**Task brief:**
Find the word "rear" in the data below and copy each line that holds it.

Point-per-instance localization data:
* * * * * * *

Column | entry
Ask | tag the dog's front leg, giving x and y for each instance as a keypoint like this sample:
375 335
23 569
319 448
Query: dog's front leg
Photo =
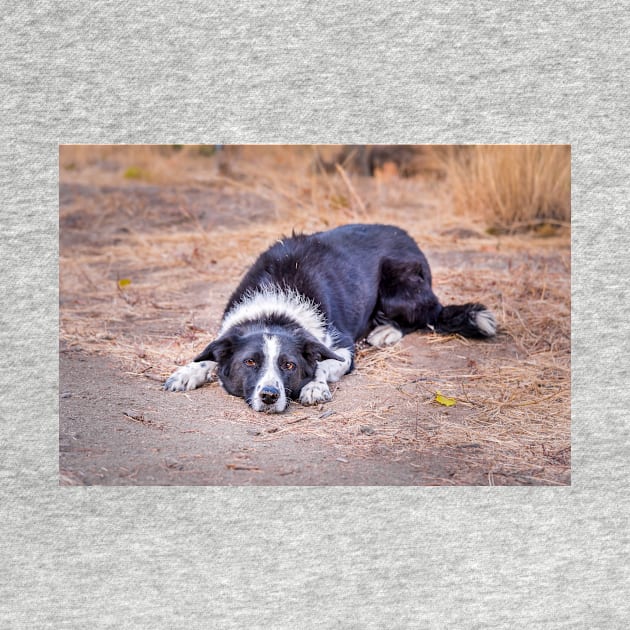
328 371
190 376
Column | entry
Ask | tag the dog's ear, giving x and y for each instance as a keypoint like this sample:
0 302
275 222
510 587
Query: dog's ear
313 350
217 351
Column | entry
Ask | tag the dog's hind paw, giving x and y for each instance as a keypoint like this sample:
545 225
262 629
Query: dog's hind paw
190 376
314 393
384 335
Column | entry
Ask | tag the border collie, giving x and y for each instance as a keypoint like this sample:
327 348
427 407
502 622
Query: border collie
290 327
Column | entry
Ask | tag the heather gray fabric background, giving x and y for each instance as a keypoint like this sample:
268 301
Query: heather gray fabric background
102 72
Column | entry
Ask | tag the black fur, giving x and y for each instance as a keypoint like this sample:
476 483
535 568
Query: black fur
359 277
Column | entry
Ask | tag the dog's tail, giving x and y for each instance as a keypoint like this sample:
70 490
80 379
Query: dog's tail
469 320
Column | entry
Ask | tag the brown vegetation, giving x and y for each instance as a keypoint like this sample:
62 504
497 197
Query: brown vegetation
184 226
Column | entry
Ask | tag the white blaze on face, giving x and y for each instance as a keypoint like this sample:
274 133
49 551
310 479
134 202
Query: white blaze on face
270 376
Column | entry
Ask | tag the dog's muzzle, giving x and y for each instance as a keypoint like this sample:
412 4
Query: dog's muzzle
269 395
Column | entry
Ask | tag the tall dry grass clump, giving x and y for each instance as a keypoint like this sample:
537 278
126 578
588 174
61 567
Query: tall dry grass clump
510 187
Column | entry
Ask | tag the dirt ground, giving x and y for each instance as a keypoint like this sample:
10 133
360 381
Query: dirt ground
153 241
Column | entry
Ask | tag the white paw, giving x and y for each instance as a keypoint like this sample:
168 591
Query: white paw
384 335
190 376
486 323
315 392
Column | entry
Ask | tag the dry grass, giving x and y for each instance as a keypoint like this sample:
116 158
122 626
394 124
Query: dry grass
512 417
511 187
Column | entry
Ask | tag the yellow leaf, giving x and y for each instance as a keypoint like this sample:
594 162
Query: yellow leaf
444 400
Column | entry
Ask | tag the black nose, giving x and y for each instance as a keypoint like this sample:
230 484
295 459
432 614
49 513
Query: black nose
269 395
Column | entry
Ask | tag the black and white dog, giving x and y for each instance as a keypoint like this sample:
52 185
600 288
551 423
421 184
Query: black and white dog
290 327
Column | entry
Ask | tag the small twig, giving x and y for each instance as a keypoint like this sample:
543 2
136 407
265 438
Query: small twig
353 192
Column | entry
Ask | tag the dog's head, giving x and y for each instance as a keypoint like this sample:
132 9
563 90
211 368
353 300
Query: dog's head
267 369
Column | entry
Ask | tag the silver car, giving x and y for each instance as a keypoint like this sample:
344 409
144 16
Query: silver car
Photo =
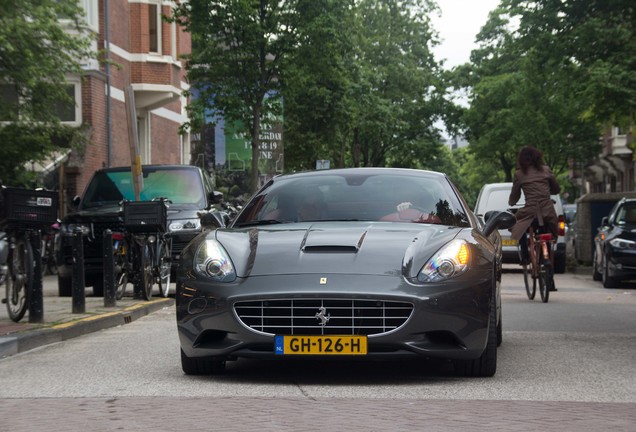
352 263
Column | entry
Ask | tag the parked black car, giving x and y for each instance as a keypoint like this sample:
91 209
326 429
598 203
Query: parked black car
188 188
361 262
615 245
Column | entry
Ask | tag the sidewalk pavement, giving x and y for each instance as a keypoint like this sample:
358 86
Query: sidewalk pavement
60 323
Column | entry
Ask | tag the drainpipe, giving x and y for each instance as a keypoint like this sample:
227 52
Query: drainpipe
109 138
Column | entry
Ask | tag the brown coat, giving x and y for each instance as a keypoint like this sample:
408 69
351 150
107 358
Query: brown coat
537 187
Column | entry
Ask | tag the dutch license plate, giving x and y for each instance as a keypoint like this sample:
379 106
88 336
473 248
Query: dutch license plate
322 345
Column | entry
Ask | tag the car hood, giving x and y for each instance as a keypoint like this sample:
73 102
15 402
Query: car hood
112 212
345 248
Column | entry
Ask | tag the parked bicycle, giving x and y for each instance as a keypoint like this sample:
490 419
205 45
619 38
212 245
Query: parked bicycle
143 253
23 212
540 268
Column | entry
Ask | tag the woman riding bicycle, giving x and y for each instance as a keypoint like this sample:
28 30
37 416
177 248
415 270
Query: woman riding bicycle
537 182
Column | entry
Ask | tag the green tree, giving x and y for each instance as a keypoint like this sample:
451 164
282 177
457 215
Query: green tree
520 95
598 38
41 42
235 65
399 91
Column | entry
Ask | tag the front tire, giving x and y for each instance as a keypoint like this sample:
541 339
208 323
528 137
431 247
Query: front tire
596 275
165 266
608 281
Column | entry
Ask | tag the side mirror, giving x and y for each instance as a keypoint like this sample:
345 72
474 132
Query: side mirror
498 220
211 220
216 197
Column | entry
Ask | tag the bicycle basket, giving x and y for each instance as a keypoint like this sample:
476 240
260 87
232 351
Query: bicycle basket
145 216
28 208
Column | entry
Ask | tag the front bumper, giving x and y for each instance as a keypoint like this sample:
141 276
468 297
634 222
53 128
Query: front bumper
447 320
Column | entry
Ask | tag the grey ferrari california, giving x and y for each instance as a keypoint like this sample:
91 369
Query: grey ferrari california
358 263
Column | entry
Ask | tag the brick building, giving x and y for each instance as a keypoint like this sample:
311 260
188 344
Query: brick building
144 53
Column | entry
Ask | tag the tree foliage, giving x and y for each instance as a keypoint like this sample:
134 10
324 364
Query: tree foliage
41 42
374 98
235 65
524 91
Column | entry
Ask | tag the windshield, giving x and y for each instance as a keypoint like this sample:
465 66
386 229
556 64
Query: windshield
627 214
180 186
356 197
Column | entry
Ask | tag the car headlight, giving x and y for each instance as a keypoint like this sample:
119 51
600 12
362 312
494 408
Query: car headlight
212 261
448 262
620 243
185 225
71 229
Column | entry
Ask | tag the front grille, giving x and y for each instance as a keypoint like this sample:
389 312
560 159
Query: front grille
303 316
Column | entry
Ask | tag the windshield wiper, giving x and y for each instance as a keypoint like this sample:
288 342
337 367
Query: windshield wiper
259 222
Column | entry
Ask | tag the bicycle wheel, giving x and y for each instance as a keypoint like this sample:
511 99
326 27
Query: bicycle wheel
545 280
165 264
530 290
145 270
19 278
122 267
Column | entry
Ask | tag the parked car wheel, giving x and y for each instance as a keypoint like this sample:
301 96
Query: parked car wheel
608 282
596 275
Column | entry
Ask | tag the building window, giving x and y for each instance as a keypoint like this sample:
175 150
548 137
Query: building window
68 111
91 13
154 27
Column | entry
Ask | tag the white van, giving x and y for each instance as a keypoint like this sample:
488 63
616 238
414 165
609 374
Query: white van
494 196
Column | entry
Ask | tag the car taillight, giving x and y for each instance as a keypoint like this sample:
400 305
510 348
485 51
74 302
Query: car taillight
561 225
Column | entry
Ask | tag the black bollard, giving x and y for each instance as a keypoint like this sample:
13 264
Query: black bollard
79 295
109 270
36 297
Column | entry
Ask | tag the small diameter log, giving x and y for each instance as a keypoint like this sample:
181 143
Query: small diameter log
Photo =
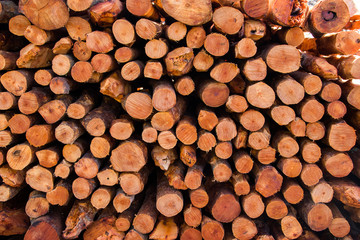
166 228
40 179
282 114
122 201
224 72
199 197
310 151
43 76
149 134
108 176
61 85
18 24
206 141
179 61
55 110
203 61
289 54
216 44
318 66
115 86
40 135
338 164
169 202
48 157
17 81
189 233
310 110
297 127
82 187
292 36
37 205
195 37
60 195
322 192
138 105
346 191
310 174
240 140
315 131
290 167
146 217
83 72
63 46
48 226
129 156
260 95
240 184
212 229
100 147
81 51
245 48
33 56
101 197
153 70
87 166
73 152
317 216
132 70
207 119
288 90
221 169
63 169
252 204
194 175
252 120
339 226
68 131
81 215
176 175
176 31
98 120
11 177
134 183
340 136
8 60
16 220
260 139
224 150
268 180
244 228
163 157
186 130
312 84
292 191
99 42
213 94
254 69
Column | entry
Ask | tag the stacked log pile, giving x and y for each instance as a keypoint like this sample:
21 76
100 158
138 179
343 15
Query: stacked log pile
179 119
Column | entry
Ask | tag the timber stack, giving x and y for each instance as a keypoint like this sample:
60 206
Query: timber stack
179 119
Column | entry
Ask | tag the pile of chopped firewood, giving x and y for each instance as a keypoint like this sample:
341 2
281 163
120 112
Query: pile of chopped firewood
179 119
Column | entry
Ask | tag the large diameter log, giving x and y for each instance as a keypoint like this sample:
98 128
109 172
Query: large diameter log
328 16
188 12
129 156
42 13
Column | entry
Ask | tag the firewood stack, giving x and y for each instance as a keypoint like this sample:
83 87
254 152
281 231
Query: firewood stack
179 119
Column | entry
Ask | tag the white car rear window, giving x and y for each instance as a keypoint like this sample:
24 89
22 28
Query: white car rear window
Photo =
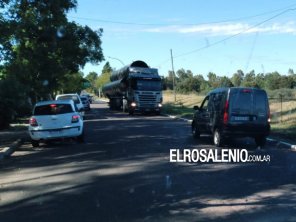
52 109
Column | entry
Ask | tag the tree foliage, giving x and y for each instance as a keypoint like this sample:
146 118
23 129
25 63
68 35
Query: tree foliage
186 81
104 77
42 50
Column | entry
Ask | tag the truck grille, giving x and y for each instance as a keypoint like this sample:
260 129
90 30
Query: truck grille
147 100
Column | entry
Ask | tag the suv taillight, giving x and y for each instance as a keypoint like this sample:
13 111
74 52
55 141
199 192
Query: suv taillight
75 119
33 122
225 115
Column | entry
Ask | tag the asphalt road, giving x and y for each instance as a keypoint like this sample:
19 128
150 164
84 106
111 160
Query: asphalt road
122 173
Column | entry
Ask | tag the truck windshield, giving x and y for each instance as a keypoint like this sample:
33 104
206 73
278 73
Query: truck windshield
148 85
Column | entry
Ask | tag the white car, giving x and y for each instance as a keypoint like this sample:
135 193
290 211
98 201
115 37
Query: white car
75 97
55 119
85 103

* * * * * * *

**Task solution:**
Ask | tag the white car rear window, giving x and y for each instance as a keypoint like this sample:
Query: white car rear window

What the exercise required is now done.